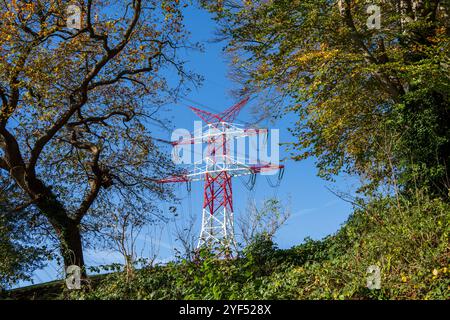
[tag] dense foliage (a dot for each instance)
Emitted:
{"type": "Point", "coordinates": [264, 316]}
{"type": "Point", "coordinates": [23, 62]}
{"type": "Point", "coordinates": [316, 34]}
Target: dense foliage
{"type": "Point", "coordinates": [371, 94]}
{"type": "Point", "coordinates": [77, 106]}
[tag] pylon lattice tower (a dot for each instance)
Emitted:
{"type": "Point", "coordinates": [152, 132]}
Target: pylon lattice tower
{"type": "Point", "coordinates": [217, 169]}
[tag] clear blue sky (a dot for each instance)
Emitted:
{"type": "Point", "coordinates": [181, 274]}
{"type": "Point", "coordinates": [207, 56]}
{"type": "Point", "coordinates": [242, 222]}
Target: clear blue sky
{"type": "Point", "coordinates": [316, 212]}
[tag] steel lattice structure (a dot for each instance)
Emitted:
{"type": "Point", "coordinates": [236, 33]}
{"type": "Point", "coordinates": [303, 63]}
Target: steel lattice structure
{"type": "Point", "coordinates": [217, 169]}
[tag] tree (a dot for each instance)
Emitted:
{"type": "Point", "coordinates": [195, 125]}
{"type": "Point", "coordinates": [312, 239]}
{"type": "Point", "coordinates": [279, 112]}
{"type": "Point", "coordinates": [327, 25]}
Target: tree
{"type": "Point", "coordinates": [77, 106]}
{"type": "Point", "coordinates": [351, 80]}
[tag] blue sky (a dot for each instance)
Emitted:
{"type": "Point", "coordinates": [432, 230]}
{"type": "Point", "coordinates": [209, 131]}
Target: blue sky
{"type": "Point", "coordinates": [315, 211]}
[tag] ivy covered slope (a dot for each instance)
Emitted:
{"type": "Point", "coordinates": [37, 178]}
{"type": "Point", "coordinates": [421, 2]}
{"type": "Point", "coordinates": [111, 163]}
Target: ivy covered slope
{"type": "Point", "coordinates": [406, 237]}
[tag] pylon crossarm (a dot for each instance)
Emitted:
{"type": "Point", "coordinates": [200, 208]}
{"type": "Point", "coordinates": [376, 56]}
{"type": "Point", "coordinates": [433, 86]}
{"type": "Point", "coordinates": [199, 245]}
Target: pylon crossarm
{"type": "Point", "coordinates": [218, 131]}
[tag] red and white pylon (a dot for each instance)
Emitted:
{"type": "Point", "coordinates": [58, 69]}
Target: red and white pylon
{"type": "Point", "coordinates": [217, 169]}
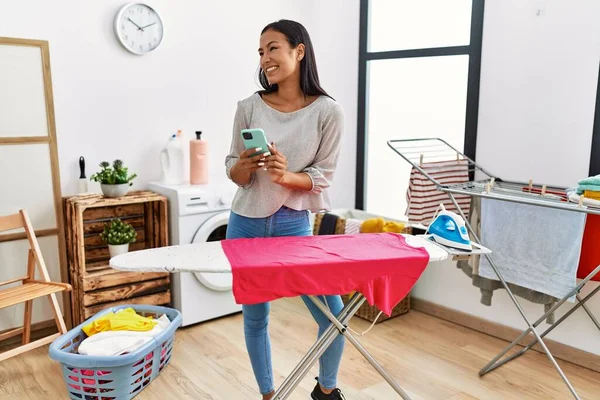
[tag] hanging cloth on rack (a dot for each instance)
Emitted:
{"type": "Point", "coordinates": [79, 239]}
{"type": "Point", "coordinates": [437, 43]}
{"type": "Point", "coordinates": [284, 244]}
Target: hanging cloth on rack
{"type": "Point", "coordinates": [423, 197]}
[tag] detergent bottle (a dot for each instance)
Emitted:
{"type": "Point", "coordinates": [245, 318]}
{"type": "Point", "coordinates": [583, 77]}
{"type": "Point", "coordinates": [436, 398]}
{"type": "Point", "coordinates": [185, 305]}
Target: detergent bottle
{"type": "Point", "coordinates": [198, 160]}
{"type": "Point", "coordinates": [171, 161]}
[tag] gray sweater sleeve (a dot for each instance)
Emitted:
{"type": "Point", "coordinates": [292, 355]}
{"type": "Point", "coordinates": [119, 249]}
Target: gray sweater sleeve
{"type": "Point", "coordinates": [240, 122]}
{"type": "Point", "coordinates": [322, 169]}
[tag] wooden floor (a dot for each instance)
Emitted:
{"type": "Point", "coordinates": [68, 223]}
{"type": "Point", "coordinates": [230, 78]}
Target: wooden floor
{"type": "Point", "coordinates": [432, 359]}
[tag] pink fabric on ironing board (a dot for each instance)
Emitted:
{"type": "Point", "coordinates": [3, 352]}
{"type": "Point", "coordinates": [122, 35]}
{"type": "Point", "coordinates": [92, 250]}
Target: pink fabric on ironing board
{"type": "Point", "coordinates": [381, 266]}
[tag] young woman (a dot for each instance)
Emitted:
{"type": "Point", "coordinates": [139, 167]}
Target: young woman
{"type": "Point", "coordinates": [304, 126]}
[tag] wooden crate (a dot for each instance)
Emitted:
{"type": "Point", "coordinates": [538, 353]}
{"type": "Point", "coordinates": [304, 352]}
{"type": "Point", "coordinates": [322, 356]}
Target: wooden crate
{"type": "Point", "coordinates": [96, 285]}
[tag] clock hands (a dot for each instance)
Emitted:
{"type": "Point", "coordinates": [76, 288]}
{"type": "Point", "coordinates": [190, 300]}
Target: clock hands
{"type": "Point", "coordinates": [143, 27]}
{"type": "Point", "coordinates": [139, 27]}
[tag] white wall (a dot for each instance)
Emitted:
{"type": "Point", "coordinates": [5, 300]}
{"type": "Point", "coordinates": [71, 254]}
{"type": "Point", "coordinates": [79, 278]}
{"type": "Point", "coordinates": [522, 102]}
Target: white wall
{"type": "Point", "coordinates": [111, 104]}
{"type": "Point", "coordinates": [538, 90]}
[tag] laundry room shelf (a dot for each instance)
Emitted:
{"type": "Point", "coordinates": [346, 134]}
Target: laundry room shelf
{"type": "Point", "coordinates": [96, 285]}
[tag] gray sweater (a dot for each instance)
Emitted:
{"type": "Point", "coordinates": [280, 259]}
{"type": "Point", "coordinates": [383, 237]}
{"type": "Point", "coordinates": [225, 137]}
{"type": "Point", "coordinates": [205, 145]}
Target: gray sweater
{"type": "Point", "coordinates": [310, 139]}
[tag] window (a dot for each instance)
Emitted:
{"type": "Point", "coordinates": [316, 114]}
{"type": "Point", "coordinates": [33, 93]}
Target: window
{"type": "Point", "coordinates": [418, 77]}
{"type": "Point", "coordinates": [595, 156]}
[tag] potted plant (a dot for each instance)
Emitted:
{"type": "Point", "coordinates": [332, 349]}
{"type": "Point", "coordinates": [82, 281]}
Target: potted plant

------------------------

Would you transcribe all of the entries above exactly, minus the images?

**Solution to the problem:**
[tag] dense foliage (a dot for each instance)
Emitted:
{"type": "Point", "coordinates": [264, 316]}
{"type": "Point", "coordinates": [23, 62]}
{"type": "Point", "coordinates": [316, 34]}
Target: dense foliage
{"type": "Point", "coordinates": [371, 94]}
{"type": "Point", "coordinates": [77, 106]}
[tag] pylon lattice tower (a dot for each instance)
Emitted:
{"type": "Point", "coordinates": [152, 132]}
Target: pylon lattice tower
{"type": "Point", "coordinates": [217, 169]}
[tag] clear blue sky (a dot for each instance)
Emitted:
{"type": "Point", "coordinates": [181, 274]}
{"type": "Point", "coordinates": [207, 56]}
{"type": "Point", "coordinates": [242, 222]}
Target: clear blue sky
{"type": "Point", "coordinates": [316, 212]}
[tag] steel lattice structure (a dot for each instance)
Emitted:
{"type": "Point", "coordinates": [236, 33]}
{"type": "Point", "coordinates": [303, 63]}
Target: steel lattice structure
{"type": "Point", "coordinates": [217, 169]}
[tag] tree (a dot for each instance)
Emitted:
{"type": "Point", "coordinates": [195, 125]}
{"type": "Point", "coordinates": [312, 239]}
{"type": "Point", "coordinates": [279, 112]}
{"type": "Point", "coordinates": [327, 25]}
Target: tree
{"type": "Point", "coordinates": [77, 106]}
{"type": "Point", "coordinates": [351, 80]}
[tag] blue sky (a dot for each instance)
Emitted:
{"type": "Point", "coordinates": [432, 230]}
{"type": "Point", "coordinates": [209, 131]}
Target: blue sky
{"type": "Point", "coordinates": [315, 211]}
[tag] ivy covered slope (a dot for each instance)
Emitted:
{"type": "Point", "coordinates": [37, 178]}
{"type": "Point", "coordinates": [421, 2]}
{"type": "Point", "coordinates": [111, 163]}
Target: ivy covered slope
{"type": "Point", "coordinates": [406, 237]}
[tag] pylon crossarm (a dot for each instance)
Emitted:
{"type": "Point", "coordinates": [200, 208]}
{"type": "Point", "coordinates": [376, 56]}
{"type": "Point", "coordinates": [433, 86]}
{"type": "Point", "coordinates": [199, 245]}
Target: pylon crossarm
{"type": "Point", "coordinates": [218, 131]}
[tag] red and white pylon (a dot for each instance)
Emitted:
{"type": "Point", "coordinates": [58, 69]}
Target: red and white pylon
{"type": "Point", "coordinates": [217, 169]}
[tag] hanging cloth on rack (a dot for each instance)
Emitted:
{"type": "Point", "coordinates": [79, 239]}
{"type": "Point", "coordinates": [437, 43]}
{"type": "Point", "coordinates": [284, 244]}
Target: hanging cloth on rack
{"type": "Point", "coordinates": [423, 197]}
[tag] detergent bottle (a dot for each instance)
Emitted:
{"type": "Point", "coordinates": [245, 318]}
{"type": "Point", "coordinates": [583, 77]}
{"type": "Point", "coordinates": [436, 398]}
{"type": "Point", "coordinates": [185, 305]}
Target: detergent bottle
{"type": "Point", "coordinates": [198, 160]}
{"type": "Point", "coordinates": [171, 161]}
[tag] gray sweater sleeve (a dot for each instance)
Emitted:
{"type": "Point", "coordinates": [292, 355]}
{"type": "Point", "coordinates": [119, 249]}
Target: gray sweater sleeve
{"type": "Point", "coordinates": [240, 122]}
{"type": "Point", "coordinates": [322, 169]}
[tag] wooden floor (a dot for each instance)
Emitted:
{"type": "Point", "coordinates": [68, 223]}
{"type": "Point", "coordinates": [230, 78]}
Target: wooden floor
{"type": "Point", "coordinates": [432, 359]}
[tag] pink fabric on ironing board (a dot for each instance)
Emitted:
{"type": "Point", "coordinates": [3, 352]}
{"type": "Point", "coordinates": [122, 35]}
{"type": "Point", "coordinates": [92, 250]}
Target: pink fabric on ironing board
{"type": "Point", "coordinates": [381, 266]}
[tag] young woman (a dot for each instance)
Emitted:
{"type": "Point", "coordinates": [139, 167]}
Target: young woman
{"type": "Point", "coordinates": [304, 126]}
[tag] wooden crate (a dot for each instance)
Emitted:
{"type": "Point", "coordinates": [538, 353]}
{"type": "Point", "coordinates": [304, 352]}
{"type": "Point", "coordinates": [322, 356]}
Target: wooden crate
{"type": "Point", "coordinates": [96, 285]}
[tag] clock hands (a dot for each instance)
Emitted:
{"type": "Point", "coordinates": [76, 288]}
{"type": "Point", "coordinates": [190, 300]}
Target: clock hands
{"type": "Point", "coordinates": [143, 27]}
{"type": "Point", "coordinates": [139, 27]}
[tag] white wall (a dot for each instance)
Emitted:
{"type": "Point", "coordinates": [5, 300]}
{"type": "Point", "coordinates": [71, 254]}
{"type": "Point", "coordinates": [79, 278]}
{"type": "Point", "coordinates": [522, 102]}
Target: white wall
{"type": "Point", "coordinates": [111, 104]}
{"type": "Point", "coordinates": [538, 90]}
[tag] laundry room shelf (a dot for each instance)
Emitted:
{"type": "Point", "coordinates": [346, 134]}
Target: laundry room shelf
{"type": "Point", "coordinates": [96, 285]}
[tag] gray sweater (a dot for each instance)
Emitted:
{"type": "Point", "coordinates": [280, 259]}
{"type": "Point", "coordinates": [383, 237]}
{"type": "Point", "coordinates": [225, 137]}
{"type": "Point", "coordinates": [205, 145]}
Target: gray sweater
{"type": "Point", "coordinates": [310, 139]}
[tag] window (a dot for each instance)
Emitted:
{"type": "Point", "coordinates": [316, 114]}
{"type": "Point", "coordinates": [33, 93]}
Target: window
{"type": "Point", "coordinates": [418, 77]}
{"type": "Point", "coordinates": [595, 156]}
[tag] potted plant (a dot for each instance)
Emitted:
{"type": "Point", "coordinates": [332, 349]}
{"type": "Point", "coordinates": [82, 281]}
Target: potted plant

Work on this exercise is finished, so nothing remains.